What you should do
Pull out every line in the records below that contains the string "rough" and copy each of those lines in full.

-- Opening Marker --

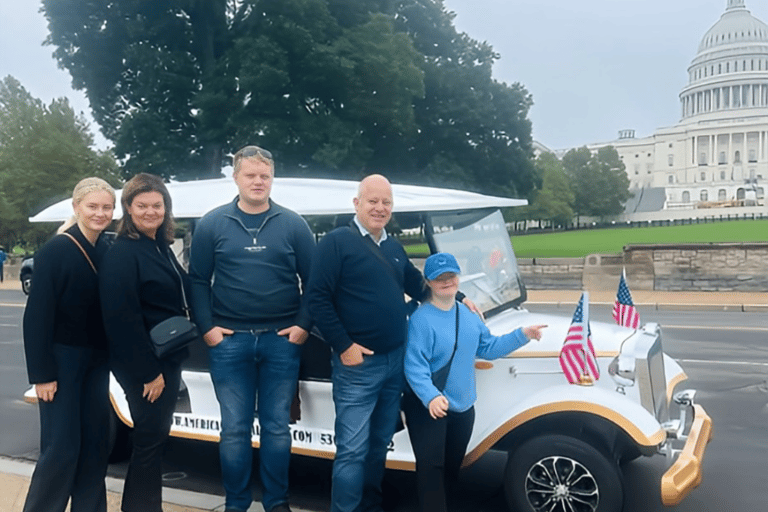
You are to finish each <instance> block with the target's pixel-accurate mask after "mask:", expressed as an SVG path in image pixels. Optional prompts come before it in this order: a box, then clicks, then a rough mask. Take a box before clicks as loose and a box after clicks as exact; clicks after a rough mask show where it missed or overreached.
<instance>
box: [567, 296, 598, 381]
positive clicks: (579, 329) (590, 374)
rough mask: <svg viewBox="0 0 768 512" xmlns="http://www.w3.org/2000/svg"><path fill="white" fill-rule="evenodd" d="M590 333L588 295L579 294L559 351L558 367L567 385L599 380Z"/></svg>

-- Closing Marker --

Reply
You are to finish each <instance> block with the target's pixel-accurate mask after "mask:", expressed as an SVG path in image pixels. Optional prompts come before it in this order: a box, then clicks, then a rough mask. Take a box before clicks as loose and a box after clicks as exact; clicks after a rough mask show where it missed or overreached.
rough mask: <svg viewBox="0 0 768 512" xmlns="http://www.w3.org/2000/svg"><path fill="white" fill-rule="evenodd" d="M590 333L588 295L579 294L559 351L558 367L567 385L599 380Z"/></svg>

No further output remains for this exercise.